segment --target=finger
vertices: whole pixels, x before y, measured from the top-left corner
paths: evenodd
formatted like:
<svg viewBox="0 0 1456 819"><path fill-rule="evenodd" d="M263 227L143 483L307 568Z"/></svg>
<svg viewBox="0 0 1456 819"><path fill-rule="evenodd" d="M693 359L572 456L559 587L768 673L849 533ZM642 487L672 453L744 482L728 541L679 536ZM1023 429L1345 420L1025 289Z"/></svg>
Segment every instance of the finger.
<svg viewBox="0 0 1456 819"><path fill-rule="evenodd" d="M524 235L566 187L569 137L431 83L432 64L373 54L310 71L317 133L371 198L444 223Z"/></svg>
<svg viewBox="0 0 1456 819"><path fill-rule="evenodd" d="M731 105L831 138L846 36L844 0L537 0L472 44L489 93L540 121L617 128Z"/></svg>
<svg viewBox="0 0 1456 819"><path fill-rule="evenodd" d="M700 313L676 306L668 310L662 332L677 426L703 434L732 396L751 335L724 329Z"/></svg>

▶ [To do] Retype all of the data above, keeping every line identical.

▶ [Result]
segment --target=finger
vertices: whole pixels, x before y, measured from the top-left corner
paths: evenodd
formatted like:
<svg viewBox="0 0 1456 819"><path fill-rule="evenodd" d="M263 227L143 483L307 568Z"/></svg>
<svg viewBox="0 0 1456 819"><path fill-rule="evenodd" d="M693 359L572 456L559 587L768 673L849 533ZM642 487L672 453L744 482L728 541L679 536ZM1023 429L1345 420L1025 289Z"/></svg>
Segment every instance of the finger.
<svg viewBox="0 0 1456 819"><path fill-rule="evenodd" d="M524 235L566 187L569 137L431 83L432 64L373 54L310 71L317 133L371 198L444 223Z"/></svg>
<svg viewBox="0 0 1456 819"><path fill-rule="evenodd" d="M731 105L831 138L846 36L844 0L537 0L472 44L489 93L540 121L617 128Z"/></svg>
<svg viewBox="0 0 1456 819"><path fill-rule="evenodd" d="M700 313L676 306L668 310L662 332L677 426L703 434L732 396L751 335L724 329Z"/></svg>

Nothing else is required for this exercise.